(Point-per-instance localization data)
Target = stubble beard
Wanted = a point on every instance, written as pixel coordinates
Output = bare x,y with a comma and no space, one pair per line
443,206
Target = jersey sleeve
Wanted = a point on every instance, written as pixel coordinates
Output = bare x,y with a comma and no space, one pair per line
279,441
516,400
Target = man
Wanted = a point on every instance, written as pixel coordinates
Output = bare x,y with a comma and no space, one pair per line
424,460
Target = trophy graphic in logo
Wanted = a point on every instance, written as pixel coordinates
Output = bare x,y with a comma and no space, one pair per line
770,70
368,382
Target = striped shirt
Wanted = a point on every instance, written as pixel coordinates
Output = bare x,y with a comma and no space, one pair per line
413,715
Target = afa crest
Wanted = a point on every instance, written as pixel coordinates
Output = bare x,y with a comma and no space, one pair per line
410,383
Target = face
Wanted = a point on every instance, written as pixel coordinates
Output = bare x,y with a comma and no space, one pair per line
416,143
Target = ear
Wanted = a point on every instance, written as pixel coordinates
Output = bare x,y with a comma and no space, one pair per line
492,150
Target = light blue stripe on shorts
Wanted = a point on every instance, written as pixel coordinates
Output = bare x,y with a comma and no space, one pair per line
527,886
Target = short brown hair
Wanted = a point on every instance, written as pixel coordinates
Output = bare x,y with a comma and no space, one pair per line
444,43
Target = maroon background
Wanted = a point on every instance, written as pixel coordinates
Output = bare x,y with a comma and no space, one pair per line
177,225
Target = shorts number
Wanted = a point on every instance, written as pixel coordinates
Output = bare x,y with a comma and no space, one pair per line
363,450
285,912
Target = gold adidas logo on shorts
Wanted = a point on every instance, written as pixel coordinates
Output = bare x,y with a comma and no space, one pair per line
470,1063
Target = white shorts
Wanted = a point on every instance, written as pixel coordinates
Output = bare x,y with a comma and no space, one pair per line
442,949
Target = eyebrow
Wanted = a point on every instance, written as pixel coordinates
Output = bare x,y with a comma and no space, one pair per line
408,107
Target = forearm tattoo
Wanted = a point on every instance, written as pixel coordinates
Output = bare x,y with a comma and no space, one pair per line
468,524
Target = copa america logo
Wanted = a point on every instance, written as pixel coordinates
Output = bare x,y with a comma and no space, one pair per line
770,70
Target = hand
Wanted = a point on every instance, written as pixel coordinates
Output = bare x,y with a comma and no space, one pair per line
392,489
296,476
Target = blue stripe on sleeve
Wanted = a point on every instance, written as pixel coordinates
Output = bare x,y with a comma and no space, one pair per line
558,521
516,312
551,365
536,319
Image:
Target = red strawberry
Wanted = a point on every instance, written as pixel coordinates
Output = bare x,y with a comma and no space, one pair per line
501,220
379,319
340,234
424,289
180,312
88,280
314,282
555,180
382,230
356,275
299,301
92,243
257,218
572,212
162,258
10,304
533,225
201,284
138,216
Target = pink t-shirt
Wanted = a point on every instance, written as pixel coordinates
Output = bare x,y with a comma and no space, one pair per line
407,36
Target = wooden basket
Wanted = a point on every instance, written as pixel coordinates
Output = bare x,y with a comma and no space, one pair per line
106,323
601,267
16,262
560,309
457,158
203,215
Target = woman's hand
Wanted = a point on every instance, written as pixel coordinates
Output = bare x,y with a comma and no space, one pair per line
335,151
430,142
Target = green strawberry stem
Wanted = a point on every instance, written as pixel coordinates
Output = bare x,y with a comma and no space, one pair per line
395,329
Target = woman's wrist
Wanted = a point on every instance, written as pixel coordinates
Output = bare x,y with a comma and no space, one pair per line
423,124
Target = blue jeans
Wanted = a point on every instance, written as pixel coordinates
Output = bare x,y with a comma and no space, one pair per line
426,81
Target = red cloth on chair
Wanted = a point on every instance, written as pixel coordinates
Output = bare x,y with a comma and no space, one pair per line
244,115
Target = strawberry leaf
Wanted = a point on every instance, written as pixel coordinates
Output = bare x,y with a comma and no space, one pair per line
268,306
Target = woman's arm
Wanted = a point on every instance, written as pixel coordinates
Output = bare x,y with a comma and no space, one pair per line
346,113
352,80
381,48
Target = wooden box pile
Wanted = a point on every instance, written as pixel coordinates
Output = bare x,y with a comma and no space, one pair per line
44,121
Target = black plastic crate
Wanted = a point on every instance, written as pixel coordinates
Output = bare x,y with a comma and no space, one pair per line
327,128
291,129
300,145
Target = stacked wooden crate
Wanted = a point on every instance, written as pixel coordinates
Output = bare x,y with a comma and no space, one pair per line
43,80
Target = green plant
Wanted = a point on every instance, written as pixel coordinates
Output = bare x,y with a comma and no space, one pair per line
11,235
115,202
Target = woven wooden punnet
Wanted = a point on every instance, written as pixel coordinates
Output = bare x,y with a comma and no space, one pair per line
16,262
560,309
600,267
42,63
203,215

### ABOUT THIS EXERCISE:
Copy out, from the data above, each line where the string "green" is present.

### ANSWER SECTION:
Target = green strawberry stem
Target = green plant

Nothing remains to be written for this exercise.